### [Exercise requirements]
Update the material below by replacing every "soccer" with "football" and leaving everything else unchanged. Leave the pictures out of your output.

--- start Task input ---

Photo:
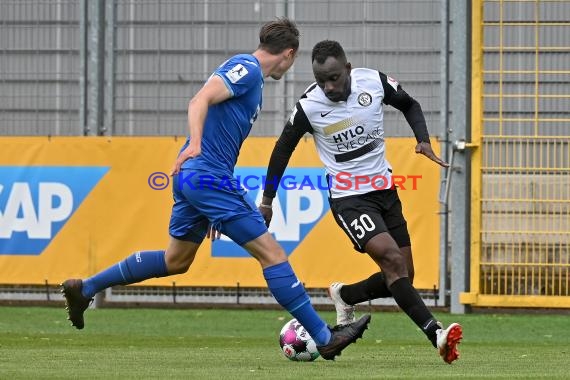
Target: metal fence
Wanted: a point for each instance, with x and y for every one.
(521, 207)
(126, 67)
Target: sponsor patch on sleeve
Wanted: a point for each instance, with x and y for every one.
(236, 73)
(393, 82)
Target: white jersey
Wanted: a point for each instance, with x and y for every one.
(349, 135)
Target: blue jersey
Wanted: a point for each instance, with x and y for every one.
(228, 123)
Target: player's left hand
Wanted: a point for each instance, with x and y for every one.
(191, 151)
(267, 214)
(425, 149)
(212, 233)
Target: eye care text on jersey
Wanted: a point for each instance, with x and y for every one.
(341, 181)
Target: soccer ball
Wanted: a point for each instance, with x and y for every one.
(296, 343)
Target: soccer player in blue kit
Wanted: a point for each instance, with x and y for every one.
(220, 117)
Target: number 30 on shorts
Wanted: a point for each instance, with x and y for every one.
(362, 224)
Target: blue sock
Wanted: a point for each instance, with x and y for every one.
(291, 294)
(135, 268)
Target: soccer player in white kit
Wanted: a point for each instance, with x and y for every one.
(343, 110)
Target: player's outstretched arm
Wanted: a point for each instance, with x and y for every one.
(425, 149)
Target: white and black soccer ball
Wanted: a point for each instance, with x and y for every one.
(296, 343)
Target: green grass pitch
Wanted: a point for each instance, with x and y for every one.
(38, 343)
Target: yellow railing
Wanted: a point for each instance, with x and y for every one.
(520, 205)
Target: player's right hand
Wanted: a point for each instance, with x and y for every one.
(191, 151)
(267, 214)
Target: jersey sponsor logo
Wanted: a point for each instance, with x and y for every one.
(364, 99)
(236, 73)
(393, 82)
(36, 202)
(296, 211)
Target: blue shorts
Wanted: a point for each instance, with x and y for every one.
(202, 199)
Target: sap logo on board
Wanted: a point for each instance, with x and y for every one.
(37, 201)
(301, 202)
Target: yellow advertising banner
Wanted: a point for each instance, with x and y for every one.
(72, 206)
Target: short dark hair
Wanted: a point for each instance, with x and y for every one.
(325, 49)
(278, 35)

--- end Task input ---

### [Reply to the task]
Photo:
Target: metal fence
Wanted: a point for each instance, with x and y for every one.
(521, 207)
(126, 67)
Target: sponsor patch on sleeve
Wanted: a point for each instance, with x and y for every one.
(236, 73)
(393, 82)
Target: white jersey
Wanted: a point for each instance, with x and y for every one.
(349, 135)
Target: blue jersey
Wanted: a point for each instance, with x and y for every one.
(228, 123)
Target: player's left hand
Wanted: a point for each instance, with x and y for every one.
(191, 151)
(267, 214)
(425, 149)
(212, 233)
Target: eye care text on jersey
Wanted: a point for each instance, with x and y for every one.
(341, 181)
Target: football ball
Wanted: a point for each instance, with x and y for every one.
(296, 343)
Target: football player in blue kit
Wanted: a point for each instance, with x and y for every one.
(220, 117)
Target: number 30 on shorts
Wanted: a point for each instance, with x and y for every one.
(362, 224)
Target: blue sock
Wanted: a point for each instance, with x and y for every one.
(291, 294)
(135, 268)
Target: football player in white kit
Wanted: a point for each instance, with x and y for every one.
(343, 110)
Target: player's outstretched arm
Wanted: a point for each instance, with x and y for every one.
(425, 149)
Target: white and black football ball
Wanted: a point for each instance, with x and y for every one.
(296, 343)
Target: green grass pitch
Wanted: a point for each instance, with x and y for every one.
(38, 343)
Target: yellow railing
Wanted: a point for each instance, with x and y for every one.
(520, 205)
Target: player's right hand
Wanted: a point for each instance, with x and y for every one.
(191, 151)
(267, 214)
Target: jersey sponsor logo
Wanted: a point for each instance, with x and y for every one.
(364, 99)
(236, 73)
(393, 82)
(36, 202)
(296, 211)
Target: blue shorts
Wanted: a point for each instance, with x and y for every one.
(202, 199)
Target: sap logo on board
Wanted: a point for each instance, with x and y for every one.
(37, 201)
(301, 202)
Target: yellow advertising banner
Wanted: a point for each instance, with x and y for every one.
(72, 206)
Target: short dark hair
Wanted: a point for each instance, with x and y for every one.
(325, 49)
(278, 35)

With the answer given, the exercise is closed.